* _INSTRUCTION_
Go through the listing and write out all of it exactly.

* _SUPPLIED DATA_
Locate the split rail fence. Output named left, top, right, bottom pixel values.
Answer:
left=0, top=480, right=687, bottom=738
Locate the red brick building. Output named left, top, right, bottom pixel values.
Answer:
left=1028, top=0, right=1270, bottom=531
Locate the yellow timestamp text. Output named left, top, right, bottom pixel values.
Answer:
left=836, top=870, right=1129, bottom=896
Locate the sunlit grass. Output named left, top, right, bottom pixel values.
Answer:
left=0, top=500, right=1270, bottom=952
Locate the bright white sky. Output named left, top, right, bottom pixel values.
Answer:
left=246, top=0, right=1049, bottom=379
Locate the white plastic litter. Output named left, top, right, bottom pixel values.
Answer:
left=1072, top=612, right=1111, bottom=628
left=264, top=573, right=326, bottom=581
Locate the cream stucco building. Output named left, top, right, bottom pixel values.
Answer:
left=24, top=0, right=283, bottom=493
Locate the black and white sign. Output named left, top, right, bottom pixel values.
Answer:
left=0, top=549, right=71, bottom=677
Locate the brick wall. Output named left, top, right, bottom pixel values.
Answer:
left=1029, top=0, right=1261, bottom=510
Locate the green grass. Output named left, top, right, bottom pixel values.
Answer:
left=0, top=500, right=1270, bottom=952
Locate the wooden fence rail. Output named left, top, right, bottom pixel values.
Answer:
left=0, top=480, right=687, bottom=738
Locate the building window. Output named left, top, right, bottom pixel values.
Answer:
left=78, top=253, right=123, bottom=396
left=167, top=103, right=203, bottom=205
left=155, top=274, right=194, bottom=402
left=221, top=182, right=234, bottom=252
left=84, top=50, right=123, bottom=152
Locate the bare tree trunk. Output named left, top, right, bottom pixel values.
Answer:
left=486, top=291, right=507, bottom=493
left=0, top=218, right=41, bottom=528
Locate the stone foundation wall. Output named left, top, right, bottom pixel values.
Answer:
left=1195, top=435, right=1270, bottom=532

* _RESPONSE FOR THIS EXERCISE_
Locate the split rail fence. Output named left, top, right, bottom pixel values.
Answer:
left=0, top=480, right=687, bottom=738
Locate the red brick building. Output named left, top, right, bottom pixel values.
Answer:
left=1028, top=0, right=1270, bottom=531
Locate the yellow timestamp text. Output named left, top, right, bottom pixel values.
Answer:
left=836, top=870, right=1129, bottom=896
Locate the sunlit grass. Output named left, top, right, bottom pixel values.
Answer:
left=0, top=500, right=1270, bottom=952
Locate the bright white sky. Output named left, top, right, bottom pixel values.
Answer:
left=246, top=0, right=1049, bottom=379
Locate the white plastic litter. Output named left, top, right, bottom pixel values.
Answer:
left=1072, top=612, right=1111, bottom=628
left=264, top=573, right=326, bottom=581
Locate the cream stucco building. Output named left, top, right, bottom pixel values.
Answer:
left=24, top=0, right=283, bottom=493
Locate the black and white sign. Output named left, top, right, bottom pixel values.
Answer:
left=0, top=549, right=71, bottom=677
Locate the brick wall. Output named left, top, right, bottom pixel values.
Answer:
left=1029, top=0, right=1261, bottom=510
Locate the green grass. Output named left, top, right, bottom pixel values.
Answer:
left=0, top=500, right=1270, bottom=952
Locate the wooden fence rail. Output named left, top, right, bottom pixel values.
Answer:
left=0, top=480, right=687, bottom=738
Locate the building window. Output named left, top, right, bottom pixel values.
Answer:
left=78, top=253, right=123, bottom=396
left=167, top=103, right=203, bottom=205
left=155, top=274, right=194, bottom=402
left=221, top=182, right=234, bottom=252
left=84, top=50, right=123, bottom=152
Locate the bare tree trunk. Output named left, top, right, bottom pixel values.
Answer:
left=486, top=291, right=507, bottom=493
left=0, top=218, right=41, bottom=528
Locate the stone foundation wall. Output named left, top, right, bottom pixel values.
Answer:
left=1195, top=435, right=1270, bottom=532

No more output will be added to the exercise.